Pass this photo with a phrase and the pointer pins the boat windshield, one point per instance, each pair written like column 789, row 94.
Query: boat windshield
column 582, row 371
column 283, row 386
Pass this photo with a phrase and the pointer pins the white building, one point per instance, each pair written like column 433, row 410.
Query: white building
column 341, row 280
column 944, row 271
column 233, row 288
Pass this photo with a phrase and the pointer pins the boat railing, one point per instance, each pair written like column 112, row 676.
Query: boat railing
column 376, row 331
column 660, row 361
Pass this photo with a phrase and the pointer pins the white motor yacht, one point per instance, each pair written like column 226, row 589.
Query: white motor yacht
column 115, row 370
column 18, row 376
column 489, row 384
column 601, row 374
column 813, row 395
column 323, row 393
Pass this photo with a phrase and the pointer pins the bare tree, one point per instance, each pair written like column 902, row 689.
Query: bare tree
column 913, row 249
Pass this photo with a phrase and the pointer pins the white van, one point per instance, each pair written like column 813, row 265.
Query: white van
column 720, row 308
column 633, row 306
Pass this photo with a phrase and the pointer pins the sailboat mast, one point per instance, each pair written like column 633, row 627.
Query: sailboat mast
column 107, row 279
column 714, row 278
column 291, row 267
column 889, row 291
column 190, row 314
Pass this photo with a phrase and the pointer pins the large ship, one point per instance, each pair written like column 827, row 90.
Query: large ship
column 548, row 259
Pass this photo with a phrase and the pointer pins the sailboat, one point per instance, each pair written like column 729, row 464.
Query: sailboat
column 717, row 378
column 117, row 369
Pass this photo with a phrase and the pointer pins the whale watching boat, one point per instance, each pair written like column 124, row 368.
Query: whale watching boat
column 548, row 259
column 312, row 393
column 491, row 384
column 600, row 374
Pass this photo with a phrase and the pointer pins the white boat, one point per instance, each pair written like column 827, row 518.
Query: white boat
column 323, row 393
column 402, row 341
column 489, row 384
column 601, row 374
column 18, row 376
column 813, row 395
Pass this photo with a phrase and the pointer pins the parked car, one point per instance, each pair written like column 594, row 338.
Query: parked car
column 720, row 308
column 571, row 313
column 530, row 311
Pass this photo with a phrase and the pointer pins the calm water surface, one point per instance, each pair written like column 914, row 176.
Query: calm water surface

= SHORT EXERCISE =
Rewrite all the items above, changing every "Query" to "Label" and leaving everything else unchanged.

= ANSWER TO THIS EXERCISE =
Pass this photo with a phrase and the pointer pins the boat windshield, one point per instance, each pair written like column 789, row 94.
Label: boat windshield
column 582, row 371
column 283, row 386
Pass this photo with a phrase and the pointer pins the white building, one point per instance, each pair written like column 433, row 410.
Label: white building
column 341, row 280
column 944, row 271
column 233, row 288
Pass this photo with a phrase and the pointer pins the boat railing, one point per instance, each pair written like column 112, row 676.
Label: boat railing
column 376, row 331
column 660, row 361
Pass this photo with a phrase and the pointer pins the white motor yacht, one point per instance, each pair written like column 226, row 589.
Label: white motor yacht
column 115, row 370
column 18, row 376
column 489, row 384
column 601, row 374
column 813, row 395
column 323, row 393
Pass this photo with a phrase and the pointer pins the bare tree, one point per instance, each pair written like column 902, row 689.
Label: bare tree
column 913, row 249
Pass this photo with a phrase and the pointer pins the white van, one point per instance, each pair written like column 813, row 265.
Label: white van
column 720, row 308
column 633, row 306
Pass this photo with a phrase and the pointer pins the sailboat mast, one point per instance, each pair written like column 633, row 627.
Label: sailboat mast
column 107, row 279
column 714, row 278
column 291, row 267
column 889, row 291
column 190, row 314
Pass this photo with a phrase and the pointer pins the large ship, one point per instance, each pair written like column 827, row 90.
Label: large ship
column 548, row 259
Pass this photo with a phrase and the pointer pins the sailboat, one point per instance, each pair written like column 729, row 464.
Label: sailboat
column 717, row 378
column 117, row 369
Pass this photo with a phrase and the pointer pins the whale watching boat, one point per instance, each pair written like column 124, row 368.
Label: whale watching boat
column 548, row 259
column 312, row 393
column 491, row 384
column 600, row 374
Pass this photo with a phrase and the pointer pins the white boat, one point per instance, each pair written like column 827, row 518.
Label: white boat
column 323, row 393
column 402, row 341
column 489, row 384
column 601, row 374
column 18, row 376
column 813, row 395
Pass this photo with a phrase and the pointer pins the parked car, one point per instance, each pair written like column 594, row 338.
Label: parked car
column 720, row 308
column 571, row 313
column 530, row 311
Pass this photo with a phrase and the pointer pins the calm water surface, one point per instance, each pair written like column 914, row 176.
Label: calm water surface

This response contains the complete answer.